§ **Excerpted passage**

All this motivated Mycoskie until he had a sudden epiphany; he said, “I thought to myself, I’m going to start a shoe company, and for every pair I sell, I’m going to give one pair to a kid in need.”. It was a simple concept: Sell a pair of shoes today, give a pair of shoes tomorrow.

 

Mycoskie said, “Something about the idea felt so right, even though I had no experience, or even connections, in the shoe business. I did have one thing that came to me almost immediately: a name for my new company. I called it TOMS. I’d been playing around with the phrase ‘Shoes for a Better Tomorrow,’ which eventually became ‘Tomorrow’s Shoes,’ then TOMS.”

 

Mycoskie then approached his Polo Teacher, Alejo Nitti and asked if he would join the mission; he readily agreed, and TOMS was born. They began working out of Alejo’s family barn and tried finding local shoemakers to employ. After endless scouting, they finally found a local shoemaker named Jose. Soon they started collaborating with other artisans, Mycoskie recalled, “all working out of dusty rooms outfitted with one or two old machines for stitching the fabric and littered with bits and pieces of cloth, surrounded by roosters, burros, and iguanas. These people had been making the same shoes the same way for generations, so they looked at my designs — and me — with understandable suspicion.”

 

With the final product ready, Mycoskie packed up some shoes, went to American Rag and asked for the shoe buyer. He recalled fondly, “After explaining the concept to her, she realized that TOMS was more than just a shoe. It was a story. And the buyer loved the story as much as the shoe — and knew she could sell both of them.”

§ **Information provided**
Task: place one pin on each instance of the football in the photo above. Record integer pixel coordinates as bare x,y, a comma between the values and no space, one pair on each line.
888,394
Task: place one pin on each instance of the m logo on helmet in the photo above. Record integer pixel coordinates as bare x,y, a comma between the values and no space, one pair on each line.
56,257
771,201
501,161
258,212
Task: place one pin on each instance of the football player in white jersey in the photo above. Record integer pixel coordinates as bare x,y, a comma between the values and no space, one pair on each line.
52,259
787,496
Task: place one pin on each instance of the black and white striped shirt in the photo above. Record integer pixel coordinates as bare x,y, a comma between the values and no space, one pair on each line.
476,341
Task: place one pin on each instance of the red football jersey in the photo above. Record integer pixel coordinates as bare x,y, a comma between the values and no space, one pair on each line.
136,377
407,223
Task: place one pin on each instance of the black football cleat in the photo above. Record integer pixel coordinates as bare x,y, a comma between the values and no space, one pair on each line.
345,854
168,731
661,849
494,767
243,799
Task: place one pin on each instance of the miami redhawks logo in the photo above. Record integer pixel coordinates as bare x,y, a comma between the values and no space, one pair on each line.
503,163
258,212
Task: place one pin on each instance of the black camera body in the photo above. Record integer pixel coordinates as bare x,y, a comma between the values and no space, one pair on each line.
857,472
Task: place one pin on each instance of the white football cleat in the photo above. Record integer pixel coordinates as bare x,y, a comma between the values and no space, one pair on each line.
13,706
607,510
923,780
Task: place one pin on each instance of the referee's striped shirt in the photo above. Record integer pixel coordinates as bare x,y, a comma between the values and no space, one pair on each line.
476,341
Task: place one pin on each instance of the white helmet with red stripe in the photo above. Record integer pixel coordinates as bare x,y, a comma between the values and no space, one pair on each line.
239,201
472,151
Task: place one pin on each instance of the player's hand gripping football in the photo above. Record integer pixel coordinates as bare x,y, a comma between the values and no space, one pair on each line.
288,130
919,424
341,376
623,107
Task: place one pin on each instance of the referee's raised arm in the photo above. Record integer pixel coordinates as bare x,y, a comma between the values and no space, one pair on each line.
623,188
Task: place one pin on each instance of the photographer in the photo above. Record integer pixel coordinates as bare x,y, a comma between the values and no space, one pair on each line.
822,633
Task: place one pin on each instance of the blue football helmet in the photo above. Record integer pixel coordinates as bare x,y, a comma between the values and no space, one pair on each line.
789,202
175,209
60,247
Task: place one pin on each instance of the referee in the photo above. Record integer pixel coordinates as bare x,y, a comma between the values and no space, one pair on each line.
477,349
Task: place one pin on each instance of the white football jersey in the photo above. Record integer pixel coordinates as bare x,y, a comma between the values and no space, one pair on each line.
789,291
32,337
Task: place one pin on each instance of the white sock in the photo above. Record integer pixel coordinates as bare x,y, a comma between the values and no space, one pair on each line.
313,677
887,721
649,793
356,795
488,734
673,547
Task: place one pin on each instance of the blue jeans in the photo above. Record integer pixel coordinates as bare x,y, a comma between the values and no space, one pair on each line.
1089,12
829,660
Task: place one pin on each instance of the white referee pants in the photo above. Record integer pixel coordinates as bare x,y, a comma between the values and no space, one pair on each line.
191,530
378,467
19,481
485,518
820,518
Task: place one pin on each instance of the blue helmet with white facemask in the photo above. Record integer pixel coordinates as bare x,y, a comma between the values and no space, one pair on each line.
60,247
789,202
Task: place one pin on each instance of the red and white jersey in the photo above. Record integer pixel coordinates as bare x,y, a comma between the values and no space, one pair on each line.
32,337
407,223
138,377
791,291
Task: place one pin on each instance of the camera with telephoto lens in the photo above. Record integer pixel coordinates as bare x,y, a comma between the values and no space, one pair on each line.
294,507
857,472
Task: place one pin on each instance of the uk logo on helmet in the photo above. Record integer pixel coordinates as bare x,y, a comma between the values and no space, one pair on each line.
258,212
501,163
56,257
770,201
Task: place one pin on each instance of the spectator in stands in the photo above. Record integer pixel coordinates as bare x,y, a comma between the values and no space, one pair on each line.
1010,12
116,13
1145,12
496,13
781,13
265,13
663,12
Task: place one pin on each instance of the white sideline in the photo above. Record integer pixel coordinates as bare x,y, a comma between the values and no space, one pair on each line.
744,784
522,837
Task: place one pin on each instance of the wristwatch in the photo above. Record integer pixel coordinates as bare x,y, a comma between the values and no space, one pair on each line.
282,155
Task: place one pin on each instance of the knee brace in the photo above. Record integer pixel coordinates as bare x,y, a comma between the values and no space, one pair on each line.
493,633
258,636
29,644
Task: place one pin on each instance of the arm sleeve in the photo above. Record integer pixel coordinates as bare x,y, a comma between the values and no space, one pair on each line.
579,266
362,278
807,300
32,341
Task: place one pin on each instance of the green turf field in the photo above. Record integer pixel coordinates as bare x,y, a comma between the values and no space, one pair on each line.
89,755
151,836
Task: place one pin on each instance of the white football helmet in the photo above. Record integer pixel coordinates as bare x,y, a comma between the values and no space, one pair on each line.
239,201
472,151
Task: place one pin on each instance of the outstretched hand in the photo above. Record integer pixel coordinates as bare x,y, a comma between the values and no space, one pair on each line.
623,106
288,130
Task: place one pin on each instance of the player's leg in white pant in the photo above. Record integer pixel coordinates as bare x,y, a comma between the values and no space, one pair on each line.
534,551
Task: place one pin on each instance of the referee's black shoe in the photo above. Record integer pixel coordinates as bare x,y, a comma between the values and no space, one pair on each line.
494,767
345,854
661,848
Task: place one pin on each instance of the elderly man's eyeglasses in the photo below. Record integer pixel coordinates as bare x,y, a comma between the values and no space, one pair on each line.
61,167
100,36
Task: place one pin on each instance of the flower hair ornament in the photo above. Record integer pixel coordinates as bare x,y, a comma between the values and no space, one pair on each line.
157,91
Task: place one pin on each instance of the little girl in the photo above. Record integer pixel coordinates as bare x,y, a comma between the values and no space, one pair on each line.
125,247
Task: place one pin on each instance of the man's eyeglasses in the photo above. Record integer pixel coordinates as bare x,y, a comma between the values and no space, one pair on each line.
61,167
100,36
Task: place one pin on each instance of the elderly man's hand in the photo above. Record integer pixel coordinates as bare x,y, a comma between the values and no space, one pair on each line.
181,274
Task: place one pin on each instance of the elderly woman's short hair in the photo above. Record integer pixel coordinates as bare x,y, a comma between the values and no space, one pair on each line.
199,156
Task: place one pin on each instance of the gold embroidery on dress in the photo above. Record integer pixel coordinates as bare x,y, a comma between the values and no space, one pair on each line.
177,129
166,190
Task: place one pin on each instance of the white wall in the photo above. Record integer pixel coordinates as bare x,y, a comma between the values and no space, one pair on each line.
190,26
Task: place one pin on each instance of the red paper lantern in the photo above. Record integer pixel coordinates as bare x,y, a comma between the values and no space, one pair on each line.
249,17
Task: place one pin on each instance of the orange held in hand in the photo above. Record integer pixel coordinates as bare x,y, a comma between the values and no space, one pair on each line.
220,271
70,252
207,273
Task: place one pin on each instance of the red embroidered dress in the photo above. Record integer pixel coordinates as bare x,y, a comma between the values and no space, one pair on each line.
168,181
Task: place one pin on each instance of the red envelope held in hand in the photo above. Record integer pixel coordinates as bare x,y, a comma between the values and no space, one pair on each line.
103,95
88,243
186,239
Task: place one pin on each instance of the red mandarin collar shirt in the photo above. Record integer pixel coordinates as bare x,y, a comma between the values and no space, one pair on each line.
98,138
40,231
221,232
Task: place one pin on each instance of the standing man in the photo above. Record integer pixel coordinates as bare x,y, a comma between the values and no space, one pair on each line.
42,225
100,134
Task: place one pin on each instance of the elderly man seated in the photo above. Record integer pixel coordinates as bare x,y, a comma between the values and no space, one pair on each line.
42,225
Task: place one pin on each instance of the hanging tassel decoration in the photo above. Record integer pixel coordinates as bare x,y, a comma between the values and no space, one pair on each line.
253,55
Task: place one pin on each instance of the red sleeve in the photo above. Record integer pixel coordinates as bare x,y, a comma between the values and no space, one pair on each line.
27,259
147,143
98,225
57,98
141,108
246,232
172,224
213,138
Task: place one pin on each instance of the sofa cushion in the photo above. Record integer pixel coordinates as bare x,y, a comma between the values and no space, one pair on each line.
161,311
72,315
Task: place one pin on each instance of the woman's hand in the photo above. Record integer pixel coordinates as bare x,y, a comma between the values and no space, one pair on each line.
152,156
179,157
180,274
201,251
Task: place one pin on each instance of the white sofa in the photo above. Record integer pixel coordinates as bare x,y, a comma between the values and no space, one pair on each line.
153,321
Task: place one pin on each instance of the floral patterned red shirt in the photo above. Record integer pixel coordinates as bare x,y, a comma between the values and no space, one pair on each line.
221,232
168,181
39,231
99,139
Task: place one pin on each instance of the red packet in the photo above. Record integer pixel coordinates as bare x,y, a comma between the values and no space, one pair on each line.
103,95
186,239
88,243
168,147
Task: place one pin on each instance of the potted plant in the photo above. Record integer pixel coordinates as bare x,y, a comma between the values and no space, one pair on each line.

§ **Exercise objective**
Can you write out the passage on how TOMS began, from "All this motivated" up to and including "of shoes tomorrow.", word for word?

§ **Task solution**
All this motivated Mycoskie until he had a sudden epiphany; he said, “I thought to myself, I’m going to start a shoe company, and for every pair I sell, I’m going to give one pair to a kid in need.”. It was a simple concept: Sell a pair of shoes today, give a pair of shoes tomorrow.